Tâches à faire>
• a. Dans le récit sur le pays Toraja, reprenez sous forme de liste le paragraphe qui commence par « Compagnon pour le travail des rizières » en gardant ses faits principaux.
• b. Traduisez en anglais cette phrase du récit sur le pays Toraja : « Longtemps préservé par son éloignement, connu en particulier pour ses maisons aux toits impressionnants et ses cérémonies funéraires extraordinaires, le pays Toraja a su conserver vivant son patrimoine culturel si particulier, unique. »
• c. Poursuivez le récit sur le pays Toraja à partir de sa dernière phrase.

Passage du texte>
=======
Published by Râm Perry  - Categories:  #Reportages, #Indonesia, #Religion, #People 's Life, #Culture, #Customs & Traditions, #Man & Animals, #Photography - Arts, #Photography - Documentary

A moitié endormi, le visage collé contre la vitre du bus, je regarde les montagnes couvertes de jungle, encore napées à l'aurore d'un léger manteau nuageux. Des yeux je cherche les crêtes des toits qui, par endroits, crèvent la canopée. Après une bonne dizaine d'heures de route depuis Makassar, le bus atteint enfin le Tana Toraja (Pays Toraja, Sulawesi du sud, Indonesie).

Longtemps préservé par son éloignement, connu en particulier pour ses maisons aux toits impressionnants et ses cérémonies funéraires extraordinaires, le pays Toraja a su conserver vivant son patrimoine culturel si particulier, unique.

La société traditionnelle Toraja est une société agraire ou le buffle tient une place primordiale:

Compagnon pour le travail des rizières et des champs, richesse et fierté de son propriétaire, véhicule des morts, le buffle inspire la culture Toraja jusqu'à la forme des maisons traditionnelles (Tongkonans), des greniers à riz, des catafalques, etc... qui reprennent tous la forme des cornes de l'animal fétiche.
=======
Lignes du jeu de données
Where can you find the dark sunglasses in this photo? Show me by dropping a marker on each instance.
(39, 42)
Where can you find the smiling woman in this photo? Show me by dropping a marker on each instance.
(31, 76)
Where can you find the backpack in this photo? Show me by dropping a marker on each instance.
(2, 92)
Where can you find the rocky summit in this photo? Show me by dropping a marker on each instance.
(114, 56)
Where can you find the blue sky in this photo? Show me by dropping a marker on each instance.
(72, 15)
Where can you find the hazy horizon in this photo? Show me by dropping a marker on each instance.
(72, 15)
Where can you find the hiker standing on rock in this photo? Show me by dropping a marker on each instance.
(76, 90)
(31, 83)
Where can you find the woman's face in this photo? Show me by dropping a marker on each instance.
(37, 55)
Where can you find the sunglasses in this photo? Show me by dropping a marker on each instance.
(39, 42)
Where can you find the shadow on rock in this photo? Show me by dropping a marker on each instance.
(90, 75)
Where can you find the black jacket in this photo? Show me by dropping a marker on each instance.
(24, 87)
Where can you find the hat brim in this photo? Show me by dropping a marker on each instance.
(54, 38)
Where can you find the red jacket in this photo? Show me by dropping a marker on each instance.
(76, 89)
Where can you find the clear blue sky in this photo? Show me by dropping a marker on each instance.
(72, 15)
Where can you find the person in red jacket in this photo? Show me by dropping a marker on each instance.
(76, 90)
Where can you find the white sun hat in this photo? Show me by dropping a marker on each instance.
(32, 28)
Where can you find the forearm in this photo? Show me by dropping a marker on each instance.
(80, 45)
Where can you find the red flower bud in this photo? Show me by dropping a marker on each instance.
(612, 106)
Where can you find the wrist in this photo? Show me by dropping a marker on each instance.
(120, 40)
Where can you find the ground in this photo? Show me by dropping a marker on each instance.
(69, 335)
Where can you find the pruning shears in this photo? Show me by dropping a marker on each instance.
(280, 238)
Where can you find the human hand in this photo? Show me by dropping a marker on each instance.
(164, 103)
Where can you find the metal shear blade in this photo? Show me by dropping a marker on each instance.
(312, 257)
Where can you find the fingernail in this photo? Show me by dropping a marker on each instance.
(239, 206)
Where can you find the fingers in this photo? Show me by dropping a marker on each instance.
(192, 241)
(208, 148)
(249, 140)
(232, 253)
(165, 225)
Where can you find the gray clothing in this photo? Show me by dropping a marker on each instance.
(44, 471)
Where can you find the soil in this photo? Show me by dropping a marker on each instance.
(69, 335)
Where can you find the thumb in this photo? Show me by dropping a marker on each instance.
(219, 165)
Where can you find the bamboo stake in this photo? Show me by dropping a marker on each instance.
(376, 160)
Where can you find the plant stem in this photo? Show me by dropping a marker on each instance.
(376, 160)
=======
Réponses données>
• a.
- Le buffle aide au travail des rizières et des champs.
- Il fait la richesse et la fierté de son propriétaire.
- Il sert de véhicule aux morts.
- Il inspire la culture Toraja jusque dans la forme des maisons traditionnelles (Tongkonans), des greniers à riz et des catafalques, qui reprennent tous la forme de ses cornes.

• b. Long protected by its remoteness, and known in particular for its houses with striking roofs and its extraordinary funeral ceremonies, Toraja country has managed to keep its very distinctive, unique cultural heritage alive.

• c.
C'est d'ailleurs une statue de buffle qui nous accueille à l'entrée de Rantepao, la capitale.

Torajas vivants

Une fois nos sacs récupérés, avec mes deux compagnons de voyage, nous partons a pied jusqu'à un hôtel repéré à l'entrée de la ville. là, nous nous installons et dormons le reste de la matinée pour récupérer un peu du voyage. Puis, on retourne en ville, pour manger, prendre un peu le pouls de la vie locale et faire quelques achats (eau, fruits, etc...) On cherche également un chauffeur, pour nous amener et nous guider un peu dans les différents villages traditionnels qui se trouvent dans les alentours de Rantepao. Pas simple d'en trouver un qui parles anglais couramment, mais on finit tout de même par en trouver un sympa qui se débrouille et avec nos rudiments d'Indonésien, ça devrai faire l'affaire... Rendez-vous est donc fixé au lendemain matin.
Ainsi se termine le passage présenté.